#### [YOUR OBJECTIVE]
Write out the entries below once more, exactly, with the pictures left out.
____ RECORDS
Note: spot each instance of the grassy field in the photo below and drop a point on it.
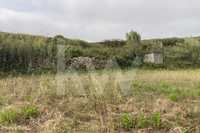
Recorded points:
(139, 101)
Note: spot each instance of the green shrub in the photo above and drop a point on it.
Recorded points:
(127, 121)
(8, 116)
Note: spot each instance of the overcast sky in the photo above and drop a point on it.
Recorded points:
(95, 20)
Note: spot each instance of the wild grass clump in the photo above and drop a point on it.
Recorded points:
(127, 121)
(29, 112)
(153, 120)
(8, 116)
(18, 115)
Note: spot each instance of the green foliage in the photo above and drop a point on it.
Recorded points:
(173, 97)
(29, 112)
(153, 120)
(15, 115)
(142, 122)
(8, 116)
(127, 121)
(133, 38)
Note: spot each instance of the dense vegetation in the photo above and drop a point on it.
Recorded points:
(27, 53)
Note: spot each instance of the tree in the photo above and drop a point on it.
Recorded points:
________
#### [EXERCISE RESPONSE]
Note: spot each instance of the grassy field in the photo below and drop a point on it.
Recorded points:
(139, 101)
Note: spot each instance of the green shrub in the photo above and drop a point on it.
Recorded points:
(127, 121)
(8, 116)
Note: spot each instance of the overcast sky in the photo above and drop a point on it.
Recorded points:
(95, 20)
Note: spot each instance of the wild grass clump in the photo above and drop a point on it.
Recorded points:
(127, 121)
(29, 112)
(153, 120)
(8, 116)
(18, 115)
Note: spot each instance of the green foliage in the photo above and drop a point on it.
Recorded points:
(173, 97)
(29, 112)
(153, 120)
(15, 115)
(142, 122)
(8, 116)
(127, 121)
(133, 38)
Note: spot each instance of the dense vegetation in the photo above and drop a point on it.
Recorded points:
(27, 53)
Note: spot each instance of the tree in the photo above and drop a point on it.
Recorded points:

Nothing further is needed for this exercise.